[Start of section]

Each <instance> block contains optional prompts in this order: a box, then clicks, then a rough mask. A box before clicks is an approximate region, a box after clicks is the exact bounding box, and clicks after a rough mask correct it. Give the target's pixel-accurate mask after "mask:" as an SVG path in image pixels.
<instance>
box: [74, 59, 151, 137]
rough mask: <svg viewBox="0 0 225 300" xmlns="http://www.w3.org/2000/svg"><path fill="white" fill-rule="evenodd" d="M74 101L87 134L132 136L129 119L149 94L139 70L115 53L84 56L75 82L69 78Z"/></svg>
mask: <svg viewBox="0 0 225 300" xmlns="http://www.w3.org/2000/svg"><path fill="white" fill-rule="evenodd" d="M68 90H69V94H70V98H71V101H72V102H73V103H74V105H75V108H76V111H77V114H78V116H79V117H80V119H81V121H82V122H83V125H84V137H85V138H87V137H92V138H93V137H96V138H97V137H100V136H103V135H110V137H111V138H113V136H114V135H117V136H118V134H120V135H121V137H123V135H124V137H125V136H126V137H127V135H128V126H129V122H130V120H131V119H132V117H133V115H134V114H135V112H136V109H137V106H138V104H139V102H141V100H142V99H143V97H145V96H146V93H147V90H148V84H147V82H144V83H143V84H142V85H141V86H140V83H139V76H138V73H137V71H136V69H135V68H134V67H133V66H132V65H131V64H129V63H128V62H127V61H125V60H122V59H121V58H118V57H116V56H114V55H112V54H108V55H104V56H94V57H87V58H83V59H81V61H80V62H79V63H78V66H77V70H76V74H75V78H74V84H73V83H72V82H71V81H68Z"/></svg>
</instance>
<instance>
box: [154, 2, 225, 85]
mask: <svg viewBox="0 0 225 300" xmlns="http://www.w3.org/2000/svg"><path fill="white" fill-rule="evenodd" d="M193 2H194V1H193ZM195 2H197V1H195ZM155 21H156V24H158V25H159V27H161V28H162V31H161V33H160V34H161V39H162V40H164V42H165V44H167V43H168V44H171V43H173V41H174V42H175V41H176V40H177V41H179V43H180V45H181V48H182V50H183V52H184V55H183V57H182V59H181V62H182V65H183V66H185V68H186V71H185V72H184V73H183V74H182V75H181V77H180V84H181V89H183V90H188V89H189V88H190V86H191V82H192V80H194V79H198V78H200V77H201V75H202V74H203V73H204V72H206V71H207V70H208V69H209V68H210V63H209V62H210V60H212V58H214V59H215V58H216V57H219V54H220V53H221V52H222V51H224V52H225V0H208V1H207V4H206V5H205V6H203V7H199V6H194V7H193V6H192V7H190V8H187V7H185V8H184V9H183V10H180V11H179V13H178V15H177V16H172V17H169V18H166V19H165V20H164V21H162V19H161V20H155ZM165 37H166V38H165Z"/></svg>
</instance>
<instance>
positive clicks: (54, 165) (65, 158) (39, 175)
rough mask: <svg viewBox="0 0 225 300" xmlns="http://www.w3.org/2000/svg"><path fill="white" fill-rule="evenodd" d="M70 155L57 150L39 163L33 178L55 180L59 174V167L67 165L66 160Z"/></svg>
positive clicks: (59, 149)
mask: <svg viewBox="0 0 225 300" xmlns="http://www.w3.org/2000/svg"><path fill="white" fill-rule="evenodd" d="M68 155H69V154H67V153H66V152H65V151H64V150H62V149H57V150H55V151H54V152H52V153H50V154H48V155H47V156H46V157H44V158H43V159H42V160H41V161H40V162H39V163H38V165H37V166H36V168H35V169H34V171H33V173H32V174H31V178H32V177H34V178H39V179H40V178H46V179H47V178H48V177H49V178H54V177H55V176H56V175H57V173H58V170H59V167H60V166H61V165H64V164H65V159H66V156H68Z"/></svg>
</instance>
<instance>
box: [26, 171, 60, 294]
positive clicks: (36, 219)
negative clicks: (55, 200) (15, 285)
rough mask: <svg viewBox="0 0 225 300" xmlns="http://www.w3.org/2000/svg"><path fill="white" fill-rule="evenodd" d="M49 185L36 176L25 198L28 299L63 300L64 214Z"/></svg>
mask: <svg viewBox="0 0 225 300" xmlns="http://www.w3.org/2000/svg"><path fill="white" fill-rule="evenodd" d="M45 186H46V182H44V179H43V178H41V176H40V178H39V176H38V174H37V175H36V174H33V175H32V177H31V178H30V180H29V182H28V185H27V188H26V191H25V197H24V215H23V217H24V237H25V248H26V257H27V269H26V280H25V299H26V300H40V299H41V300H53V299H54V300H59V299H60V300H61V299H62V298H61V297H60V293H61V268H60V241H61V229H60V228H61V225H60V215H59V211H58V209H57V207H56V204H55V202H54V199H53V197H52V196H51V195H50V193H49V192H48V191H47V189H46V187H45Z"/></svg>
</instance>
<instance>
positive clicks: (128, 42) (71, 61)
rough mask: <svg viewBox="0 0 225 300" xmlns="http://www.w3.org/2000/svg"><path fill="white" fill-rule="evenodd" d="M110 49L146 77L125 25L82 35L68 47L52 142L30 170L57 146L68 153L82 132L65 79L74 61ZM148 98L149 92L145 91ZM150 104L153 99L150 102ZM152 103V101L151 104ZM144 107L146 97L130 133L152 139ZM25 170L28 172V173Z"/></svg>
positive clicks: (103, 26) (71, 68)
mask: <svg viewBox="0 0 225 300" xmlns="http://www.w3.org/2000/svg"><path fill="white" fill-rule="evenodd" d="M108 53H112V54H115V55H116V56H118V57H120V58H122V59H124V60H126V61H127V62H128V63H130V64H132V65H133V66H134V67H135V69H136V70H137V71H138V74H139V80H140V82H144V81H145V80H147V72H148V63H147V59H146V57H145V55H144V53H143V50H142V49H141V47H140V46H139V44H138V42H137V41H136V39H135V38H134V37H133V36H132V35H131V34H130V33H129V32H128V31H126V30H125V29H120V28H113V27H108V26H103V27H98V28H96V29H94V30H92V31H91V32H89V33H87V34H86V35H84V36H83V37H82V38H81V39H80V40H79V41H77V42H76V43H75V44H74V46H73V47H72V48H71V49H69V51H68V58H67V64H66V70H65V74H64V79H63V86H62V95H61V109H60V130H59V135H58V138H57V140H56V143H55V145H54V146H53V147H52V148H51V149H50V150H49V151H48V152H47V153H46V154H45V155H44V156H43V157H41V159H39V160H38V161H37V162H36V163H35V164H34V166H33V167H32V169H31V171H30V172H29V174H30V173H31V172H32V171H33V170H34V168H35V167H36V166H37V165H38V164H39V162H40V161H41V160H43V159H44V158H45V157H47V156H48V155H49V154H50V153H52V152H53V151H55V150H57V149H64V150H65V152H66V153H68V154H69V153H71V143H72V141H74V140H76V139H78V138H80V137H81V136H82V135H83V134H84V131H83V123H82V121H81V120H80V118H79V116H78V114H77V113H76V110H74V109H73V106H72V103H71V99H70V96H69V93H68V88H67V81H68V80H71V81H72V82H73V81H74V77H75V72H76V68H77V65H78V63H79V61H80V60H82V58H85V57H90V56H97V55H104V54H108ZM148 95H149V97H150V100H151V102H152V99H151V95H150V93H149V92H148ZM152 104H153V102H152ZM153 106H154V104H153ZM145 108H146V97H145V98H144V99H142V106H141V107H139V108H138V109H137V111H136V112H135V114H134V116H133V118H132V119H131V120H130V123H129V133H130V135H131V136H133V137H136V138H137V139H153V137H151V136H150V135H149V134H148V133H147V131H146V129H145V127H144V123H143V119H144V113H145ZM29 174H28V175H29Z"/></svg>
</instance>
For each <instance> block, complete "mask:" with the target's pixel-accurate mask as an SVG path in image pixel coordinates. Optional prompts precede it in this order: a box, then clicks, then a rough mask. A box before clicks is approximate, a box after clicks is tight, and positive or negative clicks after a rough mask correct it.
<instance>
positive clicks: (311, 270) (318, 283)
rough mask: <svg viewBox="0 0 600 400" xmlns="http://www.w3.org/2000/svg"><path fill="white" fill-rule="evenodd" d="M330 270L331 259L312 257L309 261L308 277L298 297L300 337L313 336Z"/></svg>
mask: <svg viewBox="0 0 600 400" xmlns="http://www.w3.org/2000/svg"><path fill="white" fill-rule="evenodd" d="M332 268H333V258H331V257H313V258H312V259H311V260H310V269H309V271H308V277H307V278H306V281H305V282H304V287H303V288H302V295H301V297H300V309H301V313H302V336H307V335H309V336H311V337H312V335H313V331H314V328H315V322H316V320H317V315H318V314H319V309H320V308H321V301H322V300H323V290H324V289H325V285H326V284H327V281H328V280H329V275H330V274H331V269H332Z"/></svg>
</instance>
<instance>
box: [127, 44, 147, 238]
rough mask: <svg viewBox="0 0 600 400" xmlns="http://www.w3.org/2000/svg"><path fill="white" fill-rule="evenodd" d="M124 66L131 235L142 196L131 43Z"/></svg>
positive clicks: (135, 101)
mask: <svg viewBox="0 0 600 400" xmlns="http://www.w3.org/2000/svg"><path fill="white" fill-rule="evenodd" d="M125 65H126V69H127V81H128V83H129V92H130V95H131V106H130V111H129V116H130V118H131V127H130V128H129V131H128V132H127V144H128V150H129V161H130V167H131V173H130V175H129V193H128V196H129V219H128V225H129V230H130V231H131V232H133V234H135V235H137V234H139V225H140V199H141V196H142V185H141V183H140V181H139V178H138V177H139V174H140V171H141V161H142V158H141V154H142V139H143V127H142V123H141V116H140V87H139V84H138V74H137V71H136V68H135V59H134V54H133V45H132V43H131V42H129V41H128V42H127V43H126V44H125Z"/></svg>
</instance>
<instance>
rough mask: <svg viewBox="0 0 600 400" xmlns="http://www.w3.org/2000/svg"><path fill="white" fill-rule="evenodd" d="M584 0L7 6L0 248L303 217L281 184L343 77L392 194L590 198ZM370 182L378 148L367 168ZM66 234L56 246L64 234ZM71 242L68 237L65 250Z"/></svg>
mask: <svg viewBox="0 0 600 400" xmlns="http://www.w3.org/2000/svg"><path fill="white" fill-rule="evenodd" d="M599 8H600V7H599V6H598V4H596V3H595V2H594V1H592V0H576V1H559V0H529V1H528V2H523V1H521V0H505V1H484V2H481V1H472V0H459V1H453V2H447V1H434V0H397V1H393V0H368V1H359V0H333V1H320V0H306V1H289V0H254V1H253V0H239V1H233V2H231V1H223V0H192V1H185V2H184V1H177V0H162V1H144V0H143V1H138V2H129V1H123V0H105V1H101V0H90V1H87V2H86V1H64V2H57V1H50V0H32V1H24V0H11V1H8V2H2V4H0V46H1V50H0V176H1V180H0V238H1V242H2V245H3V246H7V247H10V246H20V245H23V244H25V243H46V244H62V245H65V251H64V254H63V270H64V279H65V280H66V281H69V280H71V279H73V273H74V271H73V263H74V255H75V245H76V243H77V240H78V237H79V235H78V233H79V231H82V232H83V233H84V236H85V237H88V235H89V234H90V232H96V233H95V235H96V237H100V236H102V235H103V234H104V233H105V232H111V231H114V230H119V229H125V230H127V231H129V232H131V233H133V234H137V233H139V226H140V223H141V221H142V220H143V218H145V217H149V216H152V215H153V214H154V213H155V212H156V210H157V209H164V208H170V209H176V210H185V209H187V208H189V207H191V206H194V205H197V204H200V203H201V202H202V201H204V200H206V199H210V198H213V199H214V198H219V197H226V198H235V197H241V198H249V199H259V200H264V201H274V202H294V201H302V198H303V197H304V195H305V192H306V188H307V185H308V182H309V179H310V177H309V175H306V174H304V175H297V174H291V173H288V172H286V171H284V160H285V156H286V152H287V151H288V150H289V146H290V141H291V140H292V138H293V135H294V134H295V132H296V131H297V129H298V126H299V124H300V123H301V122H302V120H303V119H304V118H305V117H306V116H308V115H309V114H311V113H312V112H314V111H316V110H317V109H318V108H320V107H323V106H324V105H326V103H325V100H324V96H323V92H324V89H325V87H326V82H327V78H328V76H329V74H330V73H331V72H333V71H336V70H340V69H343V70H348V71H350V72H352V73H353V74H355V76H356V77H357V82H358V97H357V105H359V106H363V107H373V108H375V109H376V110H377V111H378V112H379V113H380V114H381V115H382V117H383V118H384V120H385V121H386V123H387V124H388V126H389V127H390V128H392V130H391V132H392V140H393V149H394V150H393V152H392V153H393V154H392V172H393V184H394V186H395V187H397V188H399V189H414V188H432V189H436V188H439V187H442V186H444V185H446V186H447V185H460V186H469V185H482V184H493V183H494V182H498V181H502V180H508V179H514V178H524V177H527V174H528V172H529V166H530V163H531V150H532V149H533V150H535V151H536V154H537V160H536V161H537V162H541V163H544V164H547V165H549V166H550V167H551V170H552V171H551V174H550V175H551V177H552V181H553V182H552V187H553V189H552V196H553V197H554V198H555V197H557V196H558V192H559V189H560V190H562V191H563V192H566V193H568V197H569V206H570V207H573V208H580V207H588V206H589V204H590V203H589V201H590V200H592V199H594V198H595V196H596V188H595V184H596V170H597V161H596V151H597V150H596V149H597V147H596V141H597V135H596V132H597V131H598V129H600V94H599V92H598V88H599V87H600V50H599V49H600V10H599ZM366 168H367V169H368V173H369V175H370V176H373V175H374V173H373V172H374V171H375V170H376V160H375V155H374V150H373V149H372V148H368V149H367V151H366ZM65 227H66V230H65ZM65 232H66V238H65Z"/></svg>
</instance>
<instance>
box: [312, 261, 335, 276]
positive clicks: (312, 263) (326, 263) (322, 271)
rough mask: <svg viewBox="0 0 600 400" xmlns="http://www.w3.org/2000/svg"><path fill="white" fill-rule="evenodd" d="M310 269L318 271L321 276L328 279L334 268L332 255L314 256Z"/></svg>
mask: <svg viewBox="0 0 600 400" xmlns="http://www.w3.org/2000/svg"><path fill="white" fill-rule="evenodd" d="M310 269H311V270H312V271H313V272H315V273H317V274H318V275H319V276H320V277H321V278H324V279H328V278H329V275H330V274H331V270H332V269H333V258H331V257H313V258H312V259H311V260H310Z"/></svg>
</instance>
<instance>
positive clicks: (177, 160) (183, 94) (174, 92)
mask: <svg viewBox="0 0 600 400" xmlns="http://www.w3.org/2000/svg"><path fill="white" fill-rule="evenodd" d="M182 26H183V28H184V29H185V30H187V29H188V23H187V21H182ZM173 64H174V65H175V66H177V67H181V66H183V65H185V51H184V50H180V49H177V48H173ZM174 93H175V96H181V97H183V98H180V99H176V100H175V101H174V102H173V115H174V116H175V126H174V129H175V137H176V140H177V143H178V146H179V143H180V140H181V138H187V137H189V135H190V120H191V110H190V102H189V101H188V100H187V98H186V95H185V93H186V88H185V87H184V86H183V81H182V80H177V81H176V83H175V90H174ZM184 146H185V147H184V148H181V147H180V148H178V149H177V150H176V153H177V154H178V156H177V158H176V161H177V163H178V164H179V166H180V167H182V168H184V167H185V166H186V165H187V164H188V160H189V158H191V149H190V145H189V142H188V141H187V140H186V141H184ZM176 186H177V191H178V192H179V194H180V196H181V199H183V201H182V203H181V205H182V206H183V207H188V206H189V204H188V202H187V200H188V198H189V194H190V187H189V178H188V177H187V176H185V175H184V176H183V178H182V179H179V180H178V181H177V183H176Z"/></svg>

[End of section]

Task directions — Copy out verbatim the stretch of the data from its very start through the line containing "101L87 134L132 136L129", with that line included.

Task response —
Each <instance> block contains optional prompts in this order: a box, then clicks, then a rough mask. A box before clicks is an approximate region, a box after clicks is the exact bounding box, and clicks after a rough mask correct it. Give the target's pixel-accurate mask after "mask:" as an SVG path in image pixels.
<instance>
box: [74, 59, 151, 137]
rough mask: <svg viewBox="0 0 225 300" xmlns="http://www.w3.org/2000/svg"><path fill="white" fill-rule="evenodd" d="M74 101L87 134L132 136L129 119L149 94L139 70L115 53L84 56L75 82L69 78Z"/></svg>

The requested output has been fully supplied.